WORK TO COMPLETE:
Pull out each line of the listing below that contains the string "every", matching case exactly.

##### DATASET EXTRACT #####

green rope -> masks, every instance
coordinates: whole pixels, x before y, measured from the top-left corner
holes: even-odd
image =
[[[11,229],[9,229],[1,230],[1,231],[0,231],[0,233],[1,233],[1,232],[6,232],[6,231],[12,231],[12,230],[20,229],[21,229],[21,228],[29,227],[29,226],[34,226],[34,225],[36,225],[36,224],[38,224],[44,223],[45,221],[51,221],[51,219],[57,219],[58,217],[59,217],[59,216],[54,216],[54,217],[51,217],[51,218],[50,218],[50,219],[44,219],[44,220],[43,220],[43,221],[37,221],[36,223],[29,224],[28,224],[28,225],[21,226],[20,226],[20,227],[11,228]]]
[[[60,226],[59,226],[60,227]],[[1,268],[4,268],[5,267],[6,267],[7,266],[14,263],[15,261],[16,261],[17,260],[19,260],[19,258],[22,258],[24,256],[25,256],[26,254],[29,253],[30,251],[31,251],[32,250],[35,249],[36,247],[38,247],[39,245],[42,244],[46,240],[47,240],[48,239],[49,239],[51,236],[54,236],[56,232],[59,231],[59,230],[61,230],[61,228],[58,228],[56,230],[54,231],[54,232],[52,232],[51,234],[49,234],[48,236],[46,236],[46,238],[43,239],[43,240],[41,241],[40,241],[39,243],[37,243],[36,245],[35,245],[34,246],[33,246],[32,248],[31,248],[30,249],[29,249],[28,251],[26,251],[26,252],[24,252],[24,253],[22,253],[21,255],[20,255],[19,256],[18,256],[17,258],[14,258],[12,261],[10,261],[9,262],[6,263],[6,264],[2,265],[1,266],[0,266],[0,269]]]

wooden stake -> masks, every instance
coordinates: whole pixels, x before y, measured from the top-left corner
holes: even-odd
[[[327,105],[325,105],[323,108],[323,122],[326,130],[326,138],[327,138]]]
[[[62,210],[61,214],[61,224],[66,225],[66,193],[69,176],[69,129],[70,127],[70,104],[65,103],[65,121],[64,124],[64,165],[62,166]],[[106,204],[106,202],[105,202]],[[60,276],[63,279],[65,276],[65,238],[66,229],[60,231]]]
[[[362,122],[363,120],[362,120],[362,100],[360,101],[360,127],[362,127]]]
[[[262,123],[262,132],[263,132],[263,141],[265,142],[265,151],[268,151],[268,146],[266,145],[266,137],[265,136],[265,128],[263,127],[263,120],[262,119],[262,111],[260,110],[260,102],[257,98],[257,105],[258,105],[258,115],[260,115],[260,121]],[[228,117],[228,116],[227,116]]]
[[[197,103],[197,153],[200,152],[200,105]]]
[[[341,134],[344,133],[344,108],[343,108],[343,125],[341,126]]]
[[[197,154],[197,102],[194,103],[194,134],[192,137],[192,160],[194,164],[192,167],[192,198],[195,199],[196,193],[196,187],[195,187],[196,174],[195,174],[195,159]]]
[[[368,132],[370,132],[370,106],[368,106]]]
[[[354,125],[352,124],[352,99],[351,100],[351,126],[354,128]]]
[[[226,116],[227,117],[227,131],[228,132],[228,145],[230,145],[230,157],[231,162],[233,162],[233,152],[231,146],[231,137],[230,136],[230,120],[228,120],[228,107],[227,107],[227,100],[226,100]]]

#####
##### DATASET EXTRACT #####

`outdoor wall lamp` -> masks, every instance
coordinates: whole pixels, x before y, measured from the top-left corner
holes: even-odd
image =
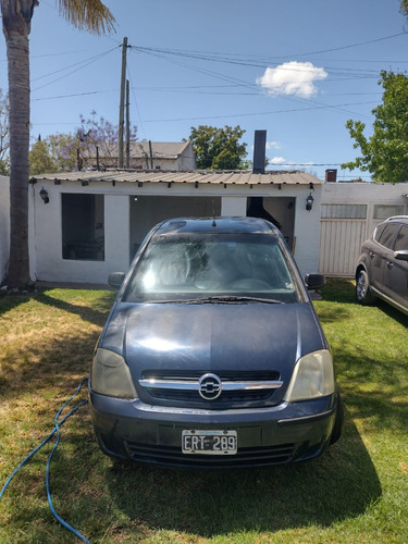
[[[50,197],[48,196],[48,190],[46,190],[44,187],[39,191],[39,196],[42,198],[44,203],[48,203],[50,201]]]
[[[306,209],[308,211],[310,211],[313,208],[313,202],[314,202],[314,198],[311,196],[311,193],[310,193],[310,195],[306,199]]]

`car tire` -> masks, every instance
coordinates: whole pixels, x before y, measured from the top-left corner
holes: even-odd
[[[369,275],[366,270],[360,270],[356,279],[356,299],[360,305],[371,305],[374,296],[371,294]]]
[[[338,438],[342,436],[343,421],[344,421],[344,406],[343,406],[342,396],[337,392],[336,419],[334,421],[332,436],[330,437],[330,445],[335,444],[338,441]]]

#####

OUTPUT OF THE EXERCISE:
green rope -> masks, every instance
wooden stake -> masks, every instance
`outdoor wall lamp` -> masks, every instance
`car tire` -> masks, every instance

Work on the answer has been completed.